Pull out all lines from the listing below in which the word "sample" appears.

▬▬▬▬▬▬

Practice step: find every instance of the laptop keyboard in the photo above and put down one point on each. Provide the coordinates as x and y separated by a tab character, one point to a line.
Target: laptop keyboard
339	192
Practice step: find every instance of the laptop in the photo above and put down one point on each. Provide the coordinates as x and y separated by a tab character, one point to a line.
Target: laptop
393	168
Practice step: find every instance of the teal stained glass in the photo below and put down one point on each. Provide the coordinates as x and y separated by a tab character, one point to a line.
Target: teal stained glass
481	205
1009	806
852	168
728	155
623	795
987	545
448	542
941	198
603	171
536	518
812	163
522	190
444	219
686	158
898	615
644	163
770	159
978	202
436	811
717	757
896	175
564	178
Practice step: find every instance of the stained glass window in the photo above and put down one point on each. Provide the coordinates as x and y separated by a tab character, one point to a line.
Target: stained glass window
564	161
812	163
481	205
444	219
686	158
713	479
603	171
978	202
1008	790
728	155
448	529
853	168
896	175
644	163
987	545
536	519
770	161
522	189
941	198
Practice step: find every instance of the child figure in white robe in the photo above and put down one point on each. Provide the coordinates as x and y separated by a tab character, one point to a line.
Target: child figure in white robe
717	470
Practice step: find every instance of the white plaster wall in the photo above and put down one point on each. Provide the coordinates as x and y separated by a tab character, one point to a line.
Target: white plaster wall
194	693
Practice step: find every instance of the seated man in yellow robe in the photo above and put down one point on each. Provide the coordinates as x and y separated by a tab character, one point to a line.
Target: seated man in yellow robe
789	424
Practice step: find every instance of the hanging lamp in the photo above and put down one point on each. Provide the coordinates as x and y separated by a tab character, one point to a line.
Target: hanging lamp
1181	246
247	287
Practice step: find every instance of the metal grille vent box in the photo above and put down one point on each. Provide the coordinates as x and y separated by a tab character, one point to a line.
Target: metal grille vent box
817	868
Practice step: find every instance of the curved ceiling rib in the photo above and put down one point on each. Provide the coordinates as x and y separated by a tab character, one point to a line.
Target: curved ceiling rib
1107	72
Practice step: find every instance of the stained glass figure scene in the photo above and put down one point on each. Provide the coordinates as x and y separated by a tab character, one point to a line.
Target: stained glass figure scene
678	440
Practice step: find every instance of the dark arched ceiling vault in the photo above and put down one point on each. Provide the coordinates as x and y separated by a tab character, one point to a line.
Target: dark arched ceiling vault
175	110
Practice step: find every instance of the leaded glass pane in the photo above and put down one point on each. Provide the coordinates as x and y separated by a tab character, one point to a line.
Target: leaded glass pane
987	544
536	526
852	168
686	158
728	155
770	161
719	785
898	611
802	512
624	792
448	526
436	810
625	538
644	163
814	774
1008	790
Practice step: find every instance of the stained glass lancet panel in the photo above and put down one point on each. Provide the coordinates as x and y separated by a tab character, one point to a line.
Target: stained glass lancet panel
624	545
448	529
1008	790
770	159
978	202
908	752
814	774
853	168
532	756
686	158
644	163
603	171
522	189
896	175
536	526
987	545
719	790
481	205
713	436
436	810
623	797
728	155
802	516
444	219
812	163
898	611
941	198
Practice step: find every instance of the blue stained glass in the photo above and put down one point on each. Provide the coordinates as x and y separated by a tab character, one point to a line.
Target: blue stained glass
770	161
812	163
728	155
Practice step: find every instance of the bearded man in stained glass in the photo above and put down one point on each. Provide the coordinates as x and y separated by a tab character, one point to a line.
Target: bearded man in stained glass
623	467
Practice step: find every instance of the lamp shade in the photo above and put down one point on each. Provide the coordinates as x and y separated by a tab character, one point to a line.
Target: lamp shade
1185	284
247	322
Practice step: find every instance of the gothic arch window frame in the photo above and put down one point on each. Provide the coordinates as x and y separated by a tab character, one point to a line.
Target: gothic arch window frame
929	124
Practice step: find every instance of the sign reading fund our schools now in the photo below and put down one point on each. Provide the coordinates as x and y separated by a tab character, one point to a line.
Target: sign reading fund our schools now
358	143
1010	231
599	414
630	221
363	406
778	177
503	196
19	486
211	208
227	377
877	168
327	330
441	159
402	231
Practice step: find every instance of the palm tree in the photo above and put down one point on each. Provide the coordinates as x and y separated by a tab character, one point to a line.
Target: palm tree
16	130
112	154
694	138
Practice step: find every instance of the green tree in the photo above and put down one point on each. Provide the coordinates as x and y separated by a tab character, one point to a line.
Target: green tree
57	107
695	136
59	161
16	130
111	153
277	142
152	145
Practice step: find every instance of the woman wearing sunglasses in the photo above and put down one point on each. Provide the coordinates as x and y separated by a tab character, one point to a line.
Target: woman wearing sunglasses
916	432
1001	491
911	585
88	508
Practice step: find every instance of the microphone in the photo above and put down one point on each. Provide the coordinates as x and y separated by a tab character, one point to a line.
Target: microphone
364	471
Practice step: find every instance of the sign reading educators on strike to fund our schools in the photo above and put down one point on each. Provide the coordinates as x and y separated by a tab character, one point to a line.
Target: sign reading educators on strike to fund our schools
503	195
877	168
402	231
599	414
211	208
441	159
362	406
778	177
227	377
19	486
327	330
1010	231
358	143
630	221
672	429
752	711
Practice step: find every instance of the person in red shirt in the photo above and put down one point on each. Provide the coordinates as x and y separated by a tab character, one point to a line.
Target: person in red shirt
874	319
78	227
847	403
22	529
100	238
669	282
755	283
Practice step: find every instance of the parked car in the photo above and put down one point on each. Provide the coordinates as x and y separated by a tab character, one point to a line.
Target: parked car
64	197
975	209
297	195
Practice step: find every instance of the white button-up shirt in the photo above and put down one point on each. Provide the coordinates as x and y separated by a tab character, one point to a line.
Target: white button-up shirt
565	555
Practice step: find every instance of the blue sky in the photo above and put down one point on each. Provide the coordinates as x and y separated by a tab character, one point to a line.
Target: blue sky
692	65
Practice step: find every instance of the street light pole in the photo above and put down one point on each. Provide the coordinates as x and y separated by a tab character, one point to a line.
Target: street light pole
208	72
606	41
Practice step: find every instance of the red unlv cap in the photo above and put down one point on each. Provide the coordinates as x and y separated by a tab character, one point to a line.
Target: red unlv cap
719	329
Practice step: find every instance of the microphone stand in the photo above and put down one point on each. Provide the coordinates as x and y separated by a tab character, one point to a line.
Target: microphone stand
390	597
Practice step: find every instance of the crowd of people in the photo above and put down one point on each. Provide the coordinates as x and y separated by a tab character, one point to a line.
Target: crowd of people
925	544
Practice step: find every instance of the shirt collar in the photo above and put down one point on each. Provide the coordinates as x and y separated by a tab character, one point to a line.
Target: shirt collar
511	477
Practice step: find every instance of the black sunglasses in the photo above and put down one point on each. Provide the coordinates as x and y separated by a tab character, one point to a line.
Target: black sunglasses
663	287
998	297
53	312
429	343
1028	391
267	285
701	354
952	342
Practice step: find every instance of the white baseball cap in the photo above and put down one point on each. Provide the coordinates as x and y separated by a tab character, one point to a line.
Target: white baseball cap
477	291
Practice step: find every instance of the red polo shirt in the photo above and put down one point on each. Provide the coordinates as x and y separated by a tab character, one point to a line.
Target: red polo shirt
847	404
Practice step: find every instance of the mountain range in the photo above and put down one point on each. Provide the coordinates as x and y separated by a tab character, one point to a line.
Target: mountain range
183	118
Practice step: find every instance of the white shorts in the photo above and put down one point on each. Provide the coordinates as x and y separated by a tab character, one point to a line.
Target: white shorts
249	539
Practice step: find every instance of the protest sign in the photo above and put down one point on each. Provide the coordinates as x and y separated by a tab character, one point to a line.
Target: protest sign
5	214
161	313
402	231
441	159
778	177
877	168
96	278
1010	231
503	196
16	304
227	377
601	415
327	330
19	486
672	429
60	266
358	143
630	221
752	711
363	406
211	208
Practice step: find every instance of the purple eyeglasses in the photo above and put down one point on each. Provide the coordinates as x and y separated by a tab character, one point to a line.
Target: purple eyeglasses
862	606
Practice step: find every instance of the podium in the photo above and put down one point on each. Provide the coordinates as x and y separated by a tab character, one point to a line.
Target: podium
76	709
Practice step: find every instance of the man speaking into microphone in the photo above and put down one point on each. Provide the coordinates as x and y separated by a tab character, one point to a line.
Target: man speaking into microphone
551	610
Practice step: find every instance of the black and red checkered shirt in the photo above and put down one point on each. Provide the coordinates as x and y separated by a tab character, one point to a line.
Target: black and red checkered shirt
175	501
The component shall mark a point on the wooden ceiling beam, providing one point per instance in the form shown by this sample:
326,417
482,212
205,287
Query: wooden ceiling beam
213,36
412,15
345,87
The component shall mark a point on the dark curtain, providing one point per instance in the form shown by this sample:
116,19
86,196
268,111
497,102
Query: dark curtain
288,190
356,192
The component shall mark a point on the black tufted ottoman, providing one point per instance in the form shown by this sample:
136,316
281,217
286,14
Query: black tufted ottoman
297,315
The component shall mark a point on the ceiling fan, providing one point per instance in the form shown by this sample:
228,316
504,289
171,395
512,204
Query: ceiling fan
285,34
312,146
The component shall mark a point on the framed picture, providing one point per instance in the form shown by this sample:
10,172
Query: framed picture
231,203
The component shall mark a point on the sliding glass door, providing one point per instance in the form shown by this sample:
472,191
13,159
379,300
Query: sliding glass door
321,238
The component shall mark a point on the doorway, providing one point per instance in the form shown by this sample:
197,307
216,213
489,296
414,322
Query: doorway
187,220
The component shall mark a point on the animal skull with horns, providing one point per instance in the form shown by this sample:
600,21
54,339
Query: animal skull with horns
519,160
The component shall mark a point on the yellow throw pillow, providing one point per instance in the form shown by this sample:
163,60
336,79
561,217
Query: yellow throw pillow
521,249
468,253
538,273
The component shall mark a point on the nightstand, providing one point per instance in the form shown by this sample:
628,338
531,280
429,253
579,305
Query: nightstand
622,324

▬▬▬▬▬▬

• Task answer
The component shall mark a point on the wooden ceiling beam, providing one point per instance in the form shown by this sample:
The component shall mark a point on the dark curtain, providing one point per instance in the form shown by this sample:
The component shall mark a point on the black tufted ottoman, providing one point per instance in the form shown by this sample:
The component shall mark a point on the ceiling fan, providing one point per instance in the form shown by this sample:
The component shall mark a point on the framed picture, providing one point per instance in the form shown by this sample:
The component shall mark a point on the sliding glass door, providing one point per instance in the form shown by this sample:
The component shall mark a point on the doorway, providing one point per instance in the form shown by this sample:
The component shall mark a point on the animal skull with horns, providing one point per instance in the form shown by this sample:
The component shall mark a point on the yellow throw pillow, providing one point per instance in the form shown by this sample:
The component shall mark a point on the nightstand, providing one point per instance in the form shown by this sample:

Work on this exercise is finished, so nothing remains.